Because most philosophies that frown on reproduction don't survive.

Saturday, February 07, 2009

Historical Delusion

I just finished reading Norman Cantor's Alexander the Great: Journey to the End of the Earth. It's a short biography of Alexander (under 200 pages) which is hardly intended to compete with the massive volumes by Green, Fox and others written over the last sixty years. It is, however, written in the erudite yet playful and accessible style which made Cantor's textbooks on Ancient and Medieval history some of the most downright enjoyable college level textbooks I ever encountered. (His classic The Medieval World has apparently been replaced by The Civilization of the Middle Ages which I haven't read, but I remember the former fondly and would certainly give the latter a try.)

The book on Alexander was apparently the last that Cantor wrote before he died and was published posthumously. Unfortunately, it is marred by one glaring mistake in the first couple pages: it refers to the wars between the classical Greeks and the Persian Empire as the "Peloponnesian War", when the Peloponnesian war was in fact the war between the Athenians and Spartans several decades later. One could wish that his estate had treated the draft to a proofread by another academic rather than simply sending it off to be printed.

Besides this one lapse, which put me off on rather the wrong foot with the book, it's an enjoyable and accessible read. I'd certainly recommend it for an interested high school student, or any interested adult with little background and little time but wanting to get a feel for Alexander and Hellenistic civilization.

In my momentary loss of faith after reading the first few pages, however, I went and looked up the Amazon reviews of the book. These were rather mixed. Many faulted it for not being a long and scholarly biography -- which strikes me as unsurprising given the book's diminutive size. One, however, was very much a hoot. The reader loved the book, but in great part because he thought it underlined how much greater a leader Alexander the Great was than George Bush:
Alexander, like Achilles, Caesar, King Arthur, Abraham Lincoln, Winston Churchill, embodies the spirit of the times and the people of their eras. Alexander and Achilles were heroic; Caesar and Arthur were innovators; Lincoln and Churchill gave words to enhance the decency of great nations.

_PROVIDED DATA_.

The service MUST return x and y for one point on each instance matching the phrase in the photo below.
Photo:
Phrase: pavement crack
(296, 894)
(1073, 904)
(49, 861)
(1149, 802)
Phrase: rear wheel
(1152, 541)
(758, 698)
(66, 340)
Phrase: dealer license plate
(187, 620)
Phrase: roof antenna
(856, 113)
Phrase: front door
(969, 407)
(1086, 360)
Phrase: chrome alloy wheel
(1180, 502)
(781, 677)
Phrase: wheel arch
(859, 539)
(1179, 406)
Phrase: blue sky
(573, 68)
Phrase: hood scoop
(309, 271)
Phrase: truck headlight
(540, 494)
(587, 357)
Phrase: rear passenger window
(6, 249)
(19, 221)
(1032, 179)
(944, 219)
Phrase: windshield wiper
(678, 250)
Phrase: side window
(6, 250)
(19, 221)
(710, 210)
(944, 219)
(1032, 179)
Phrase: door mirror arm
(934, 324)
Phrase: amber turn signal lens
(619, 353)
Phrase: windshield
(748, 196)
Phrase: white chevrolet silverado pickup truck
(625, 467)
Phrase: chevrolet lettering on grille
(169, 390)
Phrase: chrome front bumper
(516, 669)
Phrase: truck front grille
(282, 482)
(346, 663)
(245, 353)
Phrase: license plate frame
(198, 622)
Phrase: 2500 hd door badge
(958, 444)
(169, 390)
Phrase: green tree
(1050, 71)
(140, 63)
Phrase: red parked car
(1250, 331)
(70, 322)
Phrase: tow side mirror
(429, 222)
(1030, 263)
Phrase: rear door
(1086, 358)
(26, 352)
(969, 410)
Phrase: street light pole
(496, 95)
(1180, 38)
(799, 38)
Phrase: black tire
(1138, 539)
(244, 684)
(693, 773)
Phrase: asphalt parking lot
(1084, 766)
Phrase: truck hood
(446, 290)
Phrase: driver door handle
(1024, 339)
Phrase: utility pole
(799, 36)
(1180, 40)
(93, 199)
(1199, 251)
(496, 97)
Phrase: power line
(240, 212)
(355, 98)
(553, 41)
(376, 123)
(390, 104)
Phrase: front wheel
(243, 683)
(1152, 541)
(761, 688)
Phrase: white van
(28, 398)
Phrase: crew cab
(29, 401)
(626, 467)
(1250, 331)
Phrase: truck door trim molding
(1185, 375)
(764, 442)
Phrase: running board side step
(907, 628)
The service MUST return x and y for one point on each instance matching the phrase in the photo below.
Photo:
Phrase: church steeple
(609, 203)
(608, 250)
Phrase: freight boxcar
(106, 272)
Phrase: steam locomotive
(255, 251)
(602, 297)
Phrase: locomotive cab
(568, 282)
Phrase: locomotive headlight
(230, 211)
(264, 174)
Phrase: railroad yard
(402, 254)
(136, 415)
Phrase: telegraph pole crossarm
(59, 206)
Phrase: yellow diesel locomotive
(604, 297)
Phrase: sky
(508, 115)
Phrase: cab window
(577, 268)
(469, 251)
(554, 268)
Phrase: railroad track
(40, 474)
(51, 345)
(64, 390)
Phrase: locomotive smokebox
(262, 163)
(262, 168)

_STATED PROBLEM 1_. Extract from the listing every line from the one containing "Phrase: chevrolet lettering on grille" up to and including the final line of the listing, reproducing them without alteration.
_STATED PROBLEM 2_. Continue the post about Norman Cantor's biography of Alexander the Great, picking up after its last sentence.

_RESPONSE 1_.
Phrase: chevrolet lettering on grille
(169, 390)
Phrase: chrome front bumper
(516, 669)
Phrase: truck front grille
(282, 482)
(346, 663)
(245, 353)
Phrase: license plate frame
(198, 622)
Phrase: 2500 hd door badge
(958, 444)
(169, 390)
Phrase: green tree
(1050, 71)
(140, 63)
Phrase: red parked car
(1250, 331)
(70, 322)
Phrase: tow side mirror
(429, 222)
(1030, 263)
Phrase: rear door
(1086, 358)
(26, 352)
(969, 410)
Phrase: street light pole
(496, 95)
(1180, 38)
(799, 38)
Phrase: black tire
(1138, 539)
(244, 684)
(693, 773)
Phrase: asphalt parking lot
(1084, 766)
Phrase: truck hood
(446, 290)
Phrase: driver door handle
(1024, 339)
Phrase: utility pole
(799, 36)
(1180, 40)
(93, 199)
(1199, 251)
(496, 97)
Phrase: power line
(240, 212)
(355, 98)
(553, 41)
(376, 123)
(390, 104)
Phrase: front wheel
(243, 683)
(1152, 541)
(761, 688)
Phrase: white van
(28, 398)
Phrase: crew cab
(29, 401)
(626, 467)
(1250, 331)
Phrase: truck door trim molding
(1185, 375)
(764, 442)
Phrase: running board side step
(907, 628)
The service MUST return x and y for one point on each instance matching the phrase in the photo below.
Photo:
Phrase: church steeple
(609, 203)
(608, 250)
Phrase: freight boxcar
(106, 272)
Phrase: steam locomotive
(255, 251)
(602, 297)
Phrase: locomotive cab
(568, 282)
Phrase: locomotive headlight
(230, 211)
(264, 174)
Phrase: railroad yard
(402, 254)
(136, 415)
Phrase: telegraph pole crossarm
(59, 206)
Phrase: yellow diesel locomotive
(604, 297)
Phrase: sky
(508, 115)
Phrase: cab window
(577, 268)
(469, 251)
(554, 268)
Phrase: railroad track
(40, 474)
(51, 345)
(64, 390)
Phrase: locomotive smokebox
(262, 163)
(262, 168)

_RESPONSE 2_.
Lincoln, to cite an example, did not invent democracy in America. However, when he defined democracy as government "of the people, by the people, for the people", he greatly sharpened and enhanced already existing attitudes. Alexander did the same in his time; he did not invent war, but he set an ideal seldom matched and thus established the warrior ideal for much of the Mediterannean. King Arthur does the same with his round table; Churchill gives credit to the British people for stopping Hitler.

Now, consider George Bush with his Texas swagger and flight suit while strutting across the deck of an aircraft carrier to announce "Mission Accomplished" as if he were a warrior. Alexander, in contrast to the coddled and well-protected life of Bush, survived numerous serious wounds acquired while leading his troops from the front. Whether it's Bush or Clinton or Reagan, there's a vast difference between Alexander and the perspiration and spin of today's leaders. As Canton aptly shows, it's why "the Great" title is retired.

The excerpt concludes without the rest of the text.